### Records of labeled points

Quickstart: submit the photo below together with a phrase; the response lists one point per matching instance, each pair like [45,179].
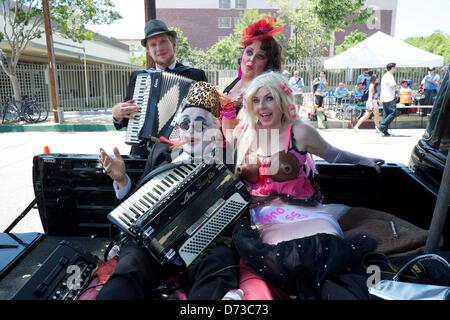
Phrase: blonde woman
[371,104]
[289,232]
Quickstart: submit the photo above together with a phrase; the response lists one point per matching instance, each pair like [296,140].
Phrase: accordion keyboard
[141,95]
[146,197]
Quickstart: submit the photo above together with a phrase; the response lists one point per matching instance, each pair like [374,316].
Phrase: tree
[437,43]
[353,38]
[316,21]
[23,22]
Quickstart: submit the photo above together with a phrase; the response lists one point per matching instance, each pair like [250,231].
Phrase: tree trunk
[16,86]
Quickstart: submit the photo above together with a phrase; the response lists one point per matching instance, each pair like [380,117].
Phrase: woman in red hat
[261,52]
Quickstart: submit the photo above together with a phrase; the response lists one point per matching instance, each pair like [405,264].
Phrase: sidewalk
[85,121]
[76,121]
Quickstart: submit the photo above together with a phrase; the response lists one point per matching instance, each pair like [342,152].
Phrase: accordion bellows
[159,95]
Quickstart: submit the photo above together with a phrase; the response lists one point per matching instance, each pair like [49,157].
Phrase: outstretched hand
[114,167]
[374,163]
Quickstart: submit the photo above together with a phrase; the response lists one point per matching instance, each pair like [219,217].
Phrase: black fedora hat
[154,27]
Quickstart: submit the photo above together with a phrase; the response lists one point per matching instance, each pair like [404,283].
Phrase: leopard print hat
[204,95]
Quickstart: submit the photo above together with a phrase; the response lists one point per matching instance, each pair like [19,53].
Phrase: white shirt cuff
[121,193]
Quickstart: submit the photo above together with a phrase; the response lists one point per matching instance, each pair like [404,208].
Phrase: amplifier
[76,195]
[62,276]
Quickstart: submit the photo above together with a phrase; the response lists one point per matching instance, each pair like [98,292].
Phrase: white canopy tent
[378,50]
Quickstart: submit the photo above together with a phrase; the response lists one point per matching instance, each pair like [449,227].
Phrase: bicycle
[29,111]
[32,103]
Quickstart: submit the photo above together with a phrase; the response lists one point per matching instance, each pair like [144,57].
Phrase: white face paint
[198,129]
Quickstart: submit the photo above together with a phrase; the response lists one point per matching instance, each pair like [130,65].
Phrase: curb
[58,128]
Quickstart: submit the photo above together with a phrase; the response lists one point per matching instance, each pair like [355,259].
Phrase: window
[224,4]
[241,4]
[224,22]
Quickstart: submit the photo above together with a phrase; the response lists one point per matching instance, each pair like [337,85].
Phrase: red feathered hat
[259,30]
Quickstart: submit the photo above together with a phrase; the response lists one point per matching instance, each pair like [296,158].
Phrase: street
[18,150]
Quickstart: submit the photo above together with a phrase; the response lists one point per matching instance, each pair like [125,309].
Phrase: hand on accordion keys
[114,167]
[124,110]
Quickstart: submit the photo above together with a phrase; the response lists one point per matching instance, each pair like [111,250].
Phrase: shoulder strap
[180,69]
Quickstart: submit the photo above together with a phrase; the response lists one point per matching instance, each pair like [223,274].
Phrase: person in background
[364,77]
[387,97]
[371,103]
[431,84]
[261,52]
[358,93]
[297,89]
[405,93]
[320,92]
[341,92]
[161,45]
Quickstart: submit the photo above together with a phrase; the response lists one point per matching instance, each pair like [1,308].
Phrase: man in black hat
[161,44]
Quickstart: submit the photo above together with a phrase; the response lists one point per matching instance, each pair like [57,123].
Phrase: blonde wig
[245,133]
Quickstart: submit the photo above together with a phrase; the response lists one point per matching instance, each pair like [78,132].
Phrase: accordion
[158,94]
[182,209]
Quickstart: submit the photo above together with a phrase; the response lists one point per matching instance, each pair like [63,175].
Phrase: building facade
[204,22]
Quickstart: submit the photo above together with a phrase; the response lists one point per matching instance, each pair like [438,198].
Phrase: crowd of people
[257,116]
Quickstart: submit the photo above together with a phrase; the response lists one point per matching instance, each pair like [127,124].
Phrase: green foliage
[437,43]
[337,14]
[183,47]
[353,38]
[140,60]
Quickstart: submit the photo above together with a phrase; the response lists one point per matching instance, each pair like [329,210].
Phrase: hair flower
[260,30]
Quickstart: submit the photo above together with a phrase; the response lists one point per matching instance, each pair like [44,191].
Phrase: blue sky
[414,18]
[422,17]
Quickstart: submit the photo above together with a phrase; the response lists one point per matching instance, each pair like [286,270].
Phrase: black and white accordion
[158,94]
[182,209]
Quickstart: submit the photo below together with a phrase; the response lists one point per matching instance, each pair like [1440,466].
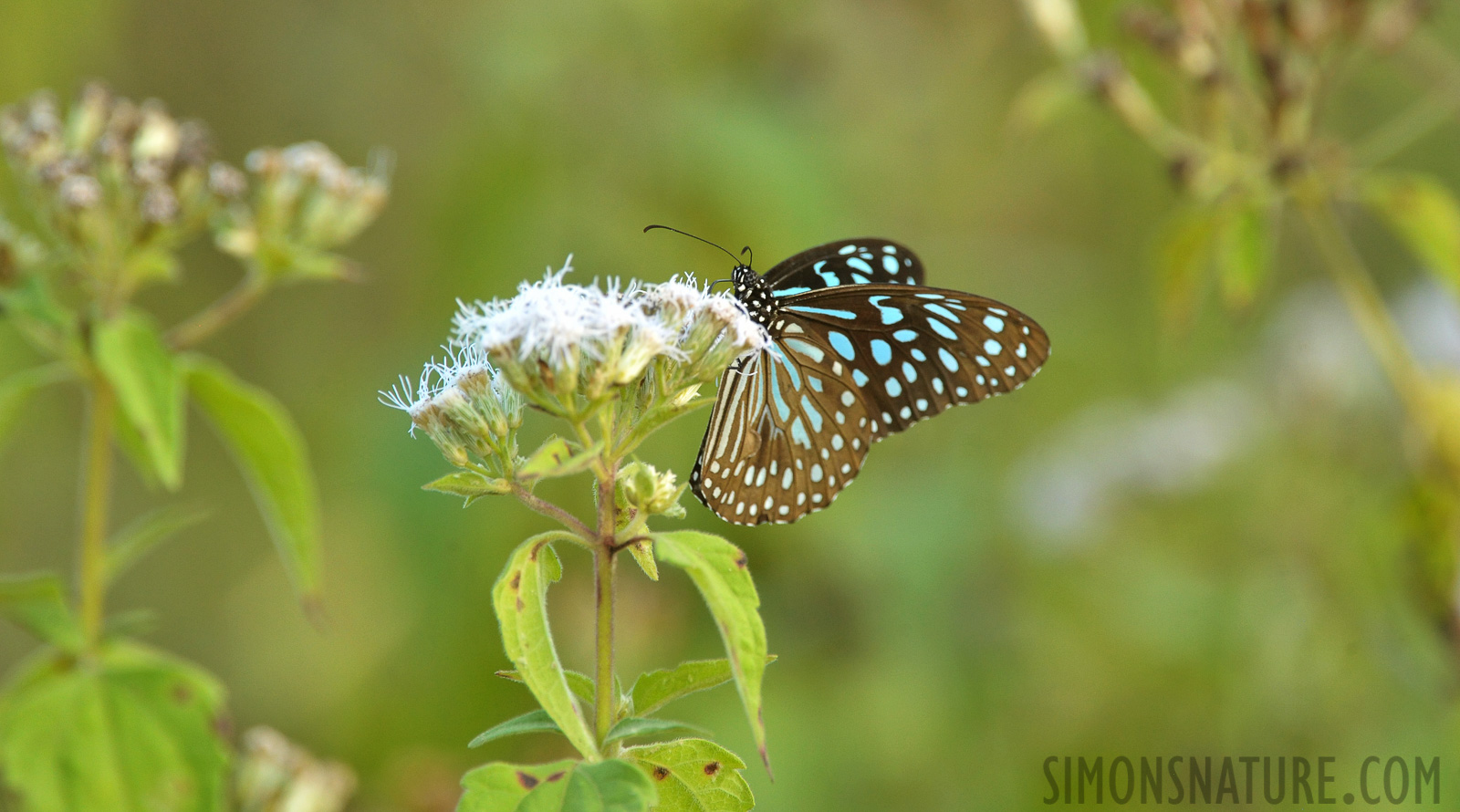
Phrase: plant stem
[1369,310]
[603,680]
[226,308]
[554,512]
[605,698]
[95,501]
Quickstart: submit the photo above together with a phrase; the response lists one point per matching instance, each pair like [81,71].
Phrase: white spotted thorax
[859,349]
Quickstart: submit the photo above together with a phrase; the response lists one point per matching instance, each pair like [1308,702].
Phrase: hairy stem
[554,512]
[95,501]
[218,314]
[605,698]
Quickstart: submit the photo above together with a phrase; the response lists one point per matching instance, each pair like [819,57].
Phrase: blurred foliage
[927,625]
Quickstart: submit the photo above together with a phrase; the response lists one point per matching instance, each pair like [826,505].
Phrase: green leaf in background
[467,484]
[36,603]
[16,389]
[1424,213]
[1043,99]
[520,598]
[719,568]
[642,552]
[1183,257]
[555,457]
[637,726]
[562,786]
[150,389]
[654,690]
[135,449]
[135,732]
[579,682]
[151,265]
[138,539]
[1243,248]
[532,722]
[270,452]
[694,776]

### What is required
Format every line of the records above as a JSON list of strings, one string per line and no blank lines. Omit the pictures.

### Exercise output
[
  "Quickstart: submit the photo below together with a phrase; the response lists one point per matching instance, each pair like [45,179].",
  "Phrase: blonde woman",
  "[371,104]",
  "[289,232]",
  "Quickstart: submit the photo above together with a phrase; the response lists one point per matching instance, each pair like [296,140].",
  "Phrase: accordion keyboard",
  "[141,95]",
  "[146,197]",
  "Quickstart: submit the photo above together with a phrase; the response lists one point per matching instance, each pair like [374,316].",
  "Phrase: tree",
  "[437,43]",
  "[353,38]",
  "[316,21]",
  "[23,22]",
  "Quickstart: submit the photo above together with a phrase; the response lists one point per matching instance, each pair like [250,231].",
  "Phrase: tree trunk",
  "[16,86]",
  "Quickstart: submit the photo above together with a phrase; the response lists one point per matching instance, each pair like [380,117].",
  "Phrase: woman in red hat",
  "[261,52]",
  "Quickstart: submit the photo above together with a phrase; the response lists one point per matching instance, each pair like [405,264].",
  "Phrase: sidewalk",
  "[85,121]",
  "[76,121]",
  "Quickstart: submit the photo above together with a phrase; the response lists one point per matching instance, each pair like [342,152].",
  "Phrase: accordion bellows",
  "[159,95]",
  "Quickstart: submit the photo above together with a phrase; the response lists one point per matching instance, each pair like [49,157].",
  "Phrase: outstretched hand",
  "[114,167]",
  "[374,163]",
  "Quickstart: submit the photo above together with a phrase; the response lists one point per matching instance, each pair like [219,217].",
  "Phrase: black fedora hat",
  "[154,27]",
  "Quickstart: submit the photo above together with a phrase; the response lists one point per matching instance, each pair like [404,283].",
  "Phrase: leopard print hat",
  "[204,95]",
  "Quickstart: submit the photo above together with a phrase; the response lists one point per matching instance, each pair like [19,53].",
  "Phrase: white shirt cuff",
  "[121,193]",
  "Quickstart: submit the photo above together with a phrase; the response lists one point per matching instance, each pair like [404,208].",
  "Phrase: amplifier",
  "[76,195]",
  "[62,276]",
  "Quickstart: submit the photo above together with a phrase; the response lists one point per matching instance, each pair like [98,292].",
  "Phrase: white canopy tent",
  "[378,50]",
  "Quickstart: submit the photo above together with a phrase; the response lists one point per matching instance, each pair like [449,227].",
  "Phrase: bicycle",
  "[29,111]",
  "[32,103]",
  "Quickstart: submit the photo above together with a phrase; the response lists one point per matching instance, each pair like [144,57].",
  "Phrase: white face paint",
  "[198,129]",
  "Quickstart: submit the photo above together with a phrase; the response lists one point per matching instance, each pair like [130,65].",
  "Phrase: curb",
  "[58,128]",
  "Quickstart: submit the photo above together with a phrase; the response lists one point per matching instance, each pair like [355,259].",
  "Phrase: window",
  "[224,4]",
  "[241,4]",
  "[224,22]",
  "Quickstart: submit the photo above together with a phrase; the response lists one point per matching instance, each pair like [337,85].",
  "Phrase: red feathered hat",
  "[259,30]",
  "Quickstart: submit the photo above together with a phrase; the response lists one point per matching instance, each pair like [296,158].",
  "Phrase: street",
  "[18,150]",
  "Quickstart: submit the photo above together with a phrase; the response lists one point per matching instance, each pair like [125,309].",
  "Phrase: hand on accordion keys",
  "[114,167]",
  "[124,110]",
  "Quickstart: submit the photo above together with a phrase; the response lists one point per matching instance, each pair like [111,250].",
  "Phrase: shoulder strap",
  "[180,69]",
  "Quickstart: submit the photo above together with a phrase; the response lists one point per matching instance, each pair like [223,274].",
  "Phrase: person in background",
  "[364,77]",
  "[387,97]",
  "[371,103]",
  "[431,84]",
  "[261,52]",
  "[358,93]",
  "[297,89]",
  "[405,93]",
  "[320,92]",
  "[341,92]",
  "[161,45]",
  "Quickstart: submit the photo above together with a phrase; the response lists one point per matching instance, each pair like [1,308].",
  "Phrase: man in black hat",
  "[161,44]",
  "Quickstart: submit the photo above together with a phrase; the response lists one point per matching instance, each pair like [57,123].",
  "Phrase: blonde wig",
  "[245,133]",
  "Quickstart: submit the photo above together with a phrase; the response lists one point per matching instance, each pair like [78,132].",
  "Phrase: accordion",
  "[158,94]",
  "[182,209]",
  "Quickstart: submit the photo above together with a phrase; the response lists one point per matching instance, each pair like [63,175].",
  "Phrase: building facade",
  "[204,22]",
  "Quickstart: submit the photo above together with a phrase; the response lists one point per matching instance, each pair like [438,198].",
  "Phrase: crowd of people",
  "[257,116]",
  "Quickstart: submit the photo above together with a phrase; the response lists one point per matching instance, each pair like [127,124].",
  "Phrase: green foliage",
  "[437,43]",
  "[337,14]",
  "[183,47]",
  "[353,38]",
  "[140,60]",
  "Quickstart: submit the photo above together with a phrase; the response lists one point per matching instance, each pair like [329,210].",
  "Phrase: hair flower",
  "[260,30]",
  "Quickstart: submit the photo above together with a phrase; the response lists one point per matching instance, each pair like [44,191].",
  "Phrase: blue sky",
  "[414,18]",
  "[422,17]",
  "Quickstart: submit the photo above together with a phrase; the response lists one point per matching instance, each pair like [286,270].",
  "Phrase: black and white accordion",
  "[158,94]",
  "[182,209]",
  "Quickstart: submit the photo below together with a phrase; the response lists one point per matching instance, each pair like [1440,466].",
  "Phrase: plant stem",
  "[1369,310]",
  "[603,680]",
  "[226,308]",
  "[554,512]",
  "[605,698]",
  "[95,501]",
  "Quickstart: submit the photo above together with a phrase; the response lists one point per matching instance, each pair like [81,71].",
  "Phrase: white spotted thorax",
  "[859,349]",
  "Quickstart: submit the photo above together with a phrase; the response lists one point per matching instance, each pair like [1308,702].",
  "Phrase: hairy stem",
  "[554,512]",
  "[95,501]",
  "[218,314]",
  "[605,698]",
  "Quickstart: submit the photo above together with a phrase; the response lists one point per matching instance, each pair like [819,57].",
  "Phrase: blurred foliage",
  "[927,625]",
  "Quickstart: submit the photo above together with a phrase; the response lists one point per matching instance, each pair like [826,505].",
  "Phrase: green leaf in background",
  "[467,484]",
  "[36,603]",
  "[16,389]",
  "[1424,213]",
  "[1043,99]",
  "[520,598]",
  "[719,568]",
  "[642,552]",
  "[1183,257]",
  "[555,457]",
  "[637,726]",
  "[562,786]",
  "[150,389]",
  "[654,690]",
  "[135,449]",
  "[135,732]",
  "[579,682]",
  "[151,265]",
  "[138,539]",
  "[1243,248]",
  "[532,722]",
  "[270,452]",
  "[694,776]"
]